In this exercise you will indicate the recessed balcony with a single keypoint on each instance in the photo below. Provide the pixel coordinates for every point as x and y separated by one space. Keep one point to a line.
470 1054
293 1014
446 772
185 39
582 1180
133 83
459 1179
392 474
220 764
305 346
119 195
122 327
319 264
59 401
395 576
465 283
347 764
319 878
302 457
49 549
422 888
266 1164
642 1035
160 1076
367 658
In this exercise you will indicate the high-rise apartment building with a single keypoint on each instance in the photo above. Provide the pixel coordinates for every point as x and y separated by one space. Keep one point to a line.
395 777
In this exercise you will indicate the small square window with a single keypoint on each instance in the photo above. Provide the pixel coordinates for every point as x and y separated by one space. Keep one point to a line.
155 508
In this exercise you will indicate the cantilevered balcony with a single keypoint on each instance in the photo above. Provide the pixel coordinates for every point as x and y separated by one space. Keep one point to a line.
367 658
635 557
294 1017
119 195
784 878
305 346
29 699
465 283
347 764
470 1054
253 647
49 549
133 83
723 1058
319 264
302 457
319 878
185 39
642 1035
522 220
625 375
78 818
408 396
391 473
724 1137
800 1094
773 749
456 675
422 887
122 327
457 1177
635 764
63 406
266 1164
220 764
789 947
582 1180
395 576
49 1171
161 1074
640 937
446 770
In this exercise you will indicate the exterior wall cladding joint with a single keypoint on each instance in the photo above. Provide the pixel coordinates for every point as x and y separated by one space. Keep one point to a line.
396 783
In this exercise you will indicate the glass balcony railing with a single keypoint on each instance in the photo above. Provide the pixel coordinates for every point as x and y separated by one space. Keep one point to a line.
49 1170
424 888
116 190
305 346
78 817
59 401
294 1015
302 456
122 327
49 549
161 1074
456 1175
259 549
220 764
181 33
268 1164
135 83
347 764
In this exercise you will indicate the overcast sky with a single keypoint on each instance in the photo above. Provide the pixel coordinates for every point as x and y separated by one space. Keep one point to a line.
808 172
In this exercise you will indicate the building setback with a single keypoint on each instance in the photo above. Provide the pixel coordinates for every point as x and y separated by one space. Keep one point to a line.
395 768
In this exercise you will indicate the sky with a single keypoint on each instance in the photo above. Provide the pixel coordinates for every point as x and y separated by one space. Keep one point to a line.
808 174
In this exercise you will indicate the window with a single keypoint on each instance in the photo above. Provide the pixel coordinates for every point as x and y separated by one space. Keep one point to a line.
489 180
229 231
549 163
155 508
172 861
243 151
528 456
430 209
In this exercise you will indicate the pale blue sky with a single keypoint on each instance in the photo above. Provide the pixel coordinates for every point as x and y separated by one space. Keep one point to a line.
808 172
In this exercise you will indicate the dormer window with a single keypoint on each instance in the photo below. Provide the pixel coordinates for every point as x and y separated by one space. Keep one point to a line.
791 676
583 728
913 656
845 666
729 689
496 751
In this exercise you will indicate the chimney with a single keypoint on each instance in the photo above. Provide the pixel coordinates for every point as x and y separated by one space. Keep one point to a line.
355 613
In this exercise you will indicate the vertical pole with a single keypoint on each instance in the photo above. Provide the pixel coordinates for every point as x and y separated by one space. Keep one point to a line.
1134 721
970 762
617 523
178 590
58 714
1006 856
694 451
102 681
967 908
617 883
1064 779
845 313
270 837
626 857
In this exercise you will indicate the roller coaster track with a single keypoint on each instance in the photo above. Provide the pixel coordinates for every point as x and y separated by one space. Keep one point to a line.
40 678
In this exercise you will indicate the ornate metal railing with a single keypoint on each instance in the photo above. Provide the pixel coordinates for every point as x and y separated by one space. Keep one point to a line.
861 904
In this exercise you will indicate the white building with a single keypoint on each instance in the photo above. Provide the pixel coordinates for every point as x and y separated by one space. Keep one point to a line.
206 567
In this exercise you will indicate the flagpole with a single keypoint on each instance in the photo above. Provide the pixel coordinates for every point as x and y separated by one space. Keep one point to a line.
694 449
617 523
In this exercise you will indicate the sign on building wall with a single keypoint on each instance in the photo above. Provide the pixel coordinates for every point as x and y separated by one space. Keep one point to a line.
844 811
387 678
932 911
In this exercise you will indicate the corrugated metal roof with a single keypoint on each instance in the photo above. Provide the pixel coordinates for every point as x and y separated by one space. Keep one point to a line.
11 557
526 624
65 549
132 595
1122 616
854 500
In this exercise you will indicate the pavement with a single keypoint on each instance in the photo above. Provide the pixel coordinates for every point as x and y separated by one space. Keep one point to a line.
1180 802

══════════════════════════════

Problem requirements ::
Only the lines from the one containing "In this exercise you will indicate the corrugated" to the end of the listing belong in the output, each reproduced exactly.

Solved problem ::
In this exercise you will indicate the corrugated metal roof with a single keypoint on each instance in the photo above. Provide the pixel coordinates for every point as x and y separated by one space. Keep one point to a line.
11 557
526 624
65 549
132 595
1122 616
854 500
In this exercise you will indicate the pavement with a single keypoint on each instance in the photo above. Provide the pixel coordinates for every point as x and y separated by one space. Keep one point to a line.
1180 802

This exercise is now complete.